▶ _Objetivo_:
Determine si cada afirmación concuerda con el documento sobre la inauguración de la cúpula de Miquel Barceló. Responda sí o no y cite literalmente las palabras del documento que lo deciden.
1. La inauguración se celebró el 18 de noviembre de 2008.
2. La cúpula se encuentra en el Palacio de las Naciones en Ginebra.
3. El día de la inauguración se dedicará a discutir la financiación de la obra.

ISBN de la versión impresa
9788433907950
ISBN del libro electrónico
9788433935489

1. GINEBRA

La inauguración, 18 de noviembre de 2008

Por fin ha llegado el día de la inauguración. La polémica sobre la financiación de la cúpula de Miquel Barceló en el Palacio de las Naciones en Ginebra ha agotado a todos: políticos, diplomáticos, gestores culturales y, sobre todo, al propio artista. En este momento, sin embargo, hay que olvidar la bronca o, por lo menos, ignorarla. Hoy es sencillamente un día para celebrar una obra de arte espectacular. Nadie hablará de dinero, del Fondo de Ayuda al Desarrollo ni de la supuestamente estrecha relación entre el artista y el gobierno de Zapatero.

▶ _Extracto de datos_:
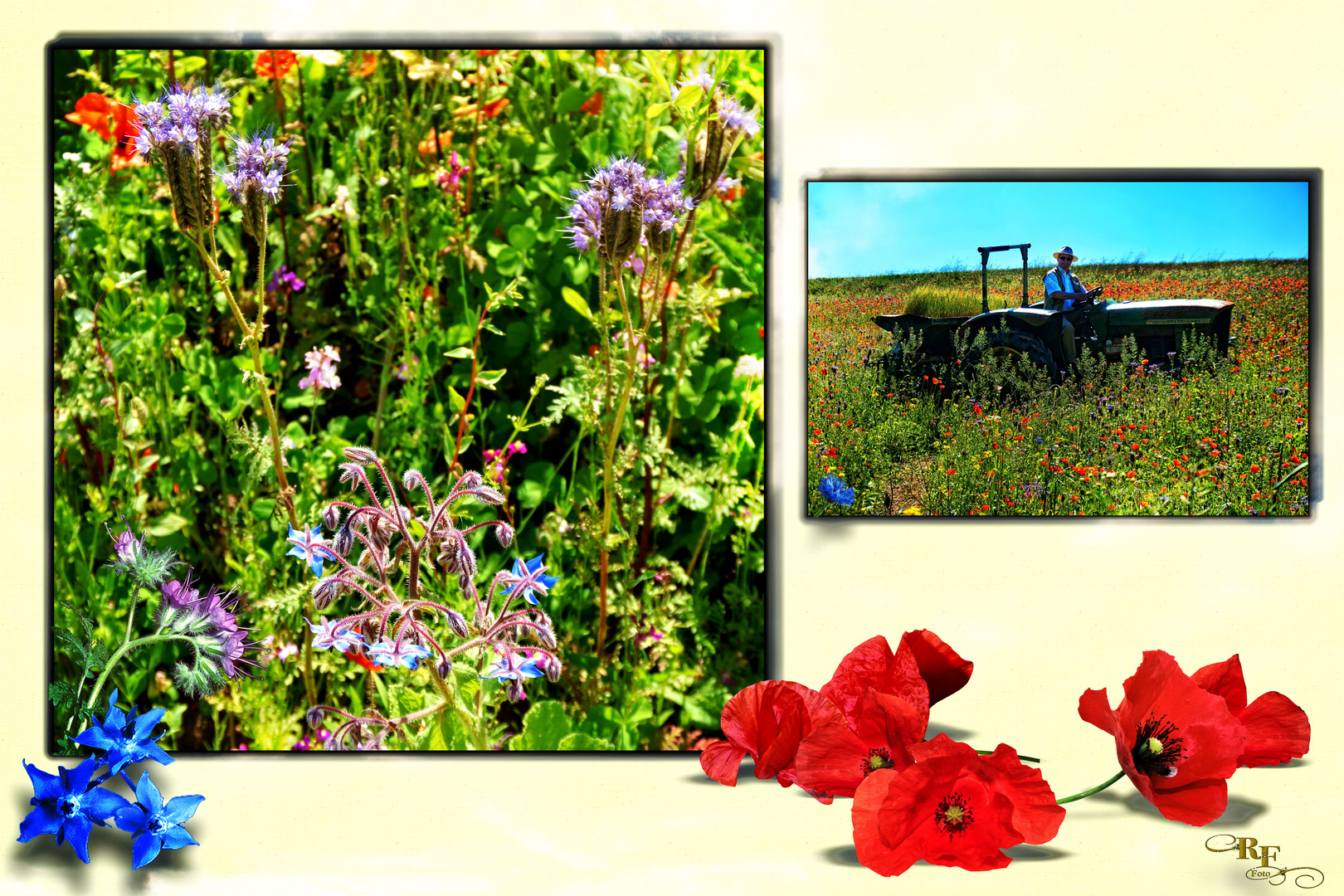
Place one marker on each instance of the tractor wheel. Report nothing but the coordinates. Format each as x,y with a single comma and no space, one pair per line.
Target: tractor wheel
1019,347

▶ _Respuesta_:
1. Sí: «La inauguración, 18 de noviembre de 2008».
2. Sí: «la cúpula de Miquel Barceló en el Palacio de las Naciones en Ginebra».
3. No: «Nadie hablará de dinero».